** begin **
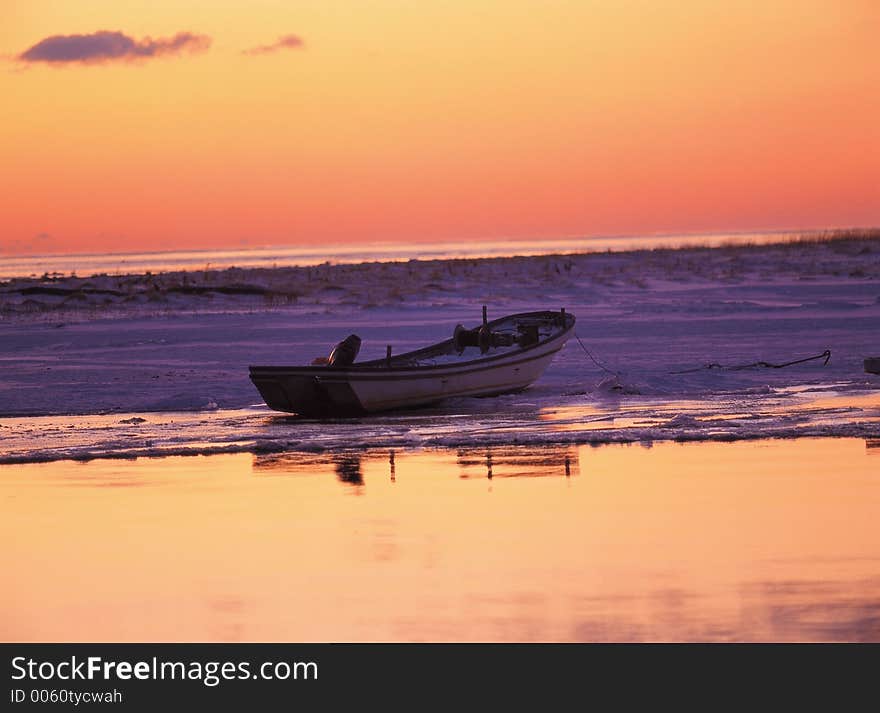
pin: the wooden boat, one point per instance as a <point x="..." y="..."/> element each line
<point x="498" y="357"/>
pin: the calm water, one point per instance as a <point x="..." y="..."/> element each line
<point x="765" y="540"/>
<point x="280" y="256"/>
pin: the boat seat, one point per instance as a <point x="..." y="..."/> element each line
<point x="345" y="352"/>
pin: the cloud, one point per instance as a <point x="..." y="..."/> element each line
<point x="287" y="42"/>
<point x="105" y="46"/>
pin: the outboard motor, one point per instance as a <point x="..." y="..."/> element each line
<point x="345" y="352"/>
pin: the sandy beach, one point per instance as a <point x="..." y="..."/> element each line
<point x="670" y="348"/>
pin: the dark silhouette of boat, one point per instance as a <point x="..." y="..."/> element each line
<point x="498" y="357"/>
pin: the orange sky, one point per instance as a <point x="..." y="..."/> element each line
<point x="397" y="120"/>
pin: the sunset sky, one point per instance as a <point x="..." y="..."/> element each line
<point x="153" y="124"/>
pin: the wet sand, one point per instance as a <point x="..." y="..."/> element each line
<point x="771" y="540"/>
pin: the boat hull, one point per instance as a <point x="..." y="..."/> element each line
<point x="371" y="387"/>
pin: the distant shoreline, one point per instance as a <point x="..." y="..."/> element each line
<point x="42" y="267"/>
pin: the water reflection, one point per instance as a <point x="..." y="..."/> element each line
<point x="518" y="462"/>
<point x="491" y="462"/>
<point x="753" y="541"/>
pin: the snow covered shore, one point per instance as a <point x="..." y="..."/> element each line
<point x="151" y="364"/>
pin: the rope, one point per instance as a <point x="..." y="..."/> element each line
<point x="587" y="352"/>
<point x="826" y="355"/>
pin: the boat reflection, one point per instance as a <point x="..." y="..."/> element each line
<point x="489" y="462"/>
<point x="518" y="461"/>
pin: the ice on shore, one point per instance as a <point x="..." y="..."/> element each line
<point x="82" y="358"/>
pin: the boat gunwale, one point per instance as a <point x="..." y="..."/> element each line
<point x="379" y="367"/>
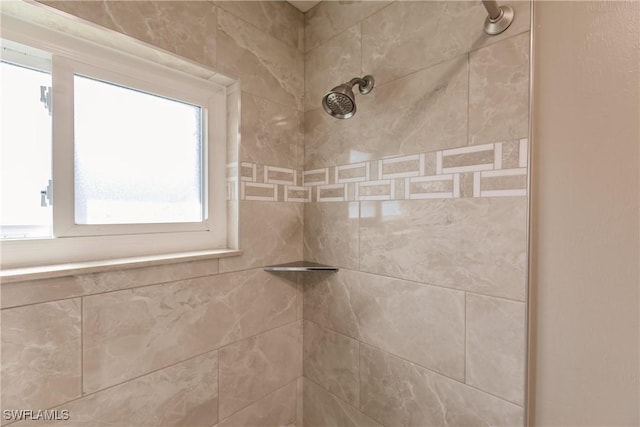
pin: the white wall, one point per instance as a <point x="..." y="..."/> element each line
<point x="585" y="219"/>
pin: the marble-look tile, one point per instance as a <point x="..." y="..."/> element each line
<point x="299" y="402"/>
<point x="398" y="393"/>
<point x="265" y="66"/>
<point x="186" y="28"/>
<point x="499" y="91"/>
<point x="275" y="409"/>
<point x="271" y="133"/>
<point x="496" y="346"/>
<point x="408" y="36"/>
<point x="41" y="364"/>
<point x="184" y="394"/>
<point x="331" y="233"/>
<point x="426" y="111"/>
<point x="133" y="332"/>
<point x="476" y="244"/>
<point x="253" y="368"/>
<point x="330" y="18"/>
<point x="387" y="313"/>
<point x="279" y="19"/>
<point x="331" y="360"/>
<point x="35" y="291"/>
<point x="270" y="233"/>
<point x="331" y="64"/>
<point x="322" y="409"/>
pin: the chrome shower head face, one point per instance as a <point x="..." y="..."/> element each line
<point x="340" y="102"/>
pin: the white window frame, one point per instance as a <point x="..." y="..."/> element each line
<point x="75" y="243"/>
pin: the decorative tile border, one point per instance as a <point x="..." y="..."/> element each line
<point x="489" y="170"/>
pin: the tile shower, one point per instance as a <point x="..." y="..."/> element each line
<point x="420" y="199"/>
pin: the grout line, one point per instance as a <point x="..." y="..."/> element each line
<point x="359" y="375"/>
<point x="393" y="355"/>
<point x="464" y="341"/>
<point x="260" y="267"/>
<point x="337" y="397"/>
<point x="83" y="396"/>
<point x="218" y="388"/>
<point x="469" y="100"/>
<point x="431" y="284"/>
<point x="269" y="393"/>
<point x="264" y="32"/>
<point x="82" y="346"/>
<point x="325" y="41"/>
** end **
**WHAT YOU NEED TO DO:** Give every line above again exactly, with no pictures.

**WRITTEN RESPONSE:**
pin: the wooden boat, one point per instance as a <point x="..." y="..."/> element each line
<point x="498" y="357"/>
pin: the calm water, one point per instance as a <point x="..." y="..."/> element each line
<point x="765" y="540"/>
<point x="280" y="256"/>
pin: the boat seat, one point per instance as a <point x="..." y="..."/> element each line
<point x="345" y="352"/>
pin: the cloud, one point per instance as a <point x="..." y="..."/> element each line
<point x="287" y="42"/>
<point x="105" y="46"/>
pin: the outboard motor, one point per instance as a <point x="..." y="..."/> element each line
<point x="345" y="352"/>
pin: the sandy beach, one point per instance as a <point x="..." y="..."/> element each line
<point x="670" y="348"/>
pin: the dark silhouette of boat, one point per instance as a <point x="..." y="..."/> element each line
<point x="498" y="357"/>
pin: the orange sky, one point per instance as a <point x="..." y="..."/> element each line
<point x="397" y="120"/>
pin: the sunset sky, one point per instance as a <point x="..." y="..."/> element each line
<point x="153" y="124"/>
pin: the wet sand, one point per instance as a <point x="..." y="..."/> element each line
<point x="771" y="540"/>
pin: the boat hull, one point per instance as a <point x="..." y="..."/> element each line
<point x="371" y="387"/>
pin: the distant shoreline, one point per instance as a <point x="..." y="..."/> element each line
<point x="42" y="267"/>
pin: the water reflection, one point per instance as a <point x="..." y="..."/> element each line
<point x="518" y="462"/>
<point x="491" y="462"/>
<point x="753" y="541"/>
pin: the snow covered shore, one point per instance as a <point x="..." y="..."/> element each line
<point x="151" y="364"/>
pin: the rope, one point per instance as a <point x="..." y="..."/> element each line
<point x="587" y="352"/>
<point x="826" y="355"/>
pin: the boat reflection, one point per instance as a <point x="..." y="..."/> element each line
<point x="489" y="462"/>
<point x="518" y="461"/>
pin: the ice on shore, one point per instance as a <point x="..." y="..."/> element each line
<point x="82" y="358"/>
pin: the boat gunwale, one point per instance as a <point x="..." y="..."/> element each line
<point x="379" y="367"/>
pin: the white wall, one point per instance as a <point x="..." y="..."/> element each line
<point x="585" y="219"/>
pin: the marble-look tile, one point per instance as a <point x="..." y="..."/> element each line
<point x="299" y="402"/>
<point x="398" y="393"/>
<point x="265" y="66"/>
<point x="186" y="28"/>
<point x="499" y="91"/>
<point x="275" y="409"/>
<point x="271" y="133"/>
<point x="496" y="346"/>
<point x="408" y="36"/>
<point x="41" y="364"/>
<point x="184" y="394"/>
<point x="331" y="233"/>
<point x="426" y="111"/>
<point x="133" y="332"/>
<point x="476" y="244"/>
<point x="253" y="368"/>
<point x="330" y="18"/>
<point x="387" y="313"/>
<point x="279" y="19"/>
<point x="331" y="360"/>
<point x="35" y="291"/>
<point x="270" y="233"/>
<point x="331" y="64"/>
<point x="322" y="409"/>
pin: the chrome shower head face, one point per instance as a <point x="..." y="..."/> element each line
<point x="340" y="102"/>
pin: the white window frame, one point per instance as a <point x="..." y="..."/> element each line
<point x="75" y="243"/>
pin: the decorative tile border, one point per instance as a <point x="..." y="..."/> element each line
<point x="489" y="170"/>
pin: the tile shower, one point per instance as a <point x="..." y="..."/> element each line
<point x="420" y="199"/>
pin: the grout line, one point per instance as a <point x="..." y="..."/> element each line
<point x="359" y="375"/>
<point x="393" y="355"/>
<point x="464" y="341"/>
<point x="260" y="267"/>
<point x="337" y="397"/>
<point x="83" y="396"/>
<point x="218" y="388"/>
<point x="469" y="100"/>
<point x="431" y="284"/>
<point x="269" y="393"/>
<point x="264" y="32"/>
<point x="82" y="346"/>
<point x="325" y="41"/>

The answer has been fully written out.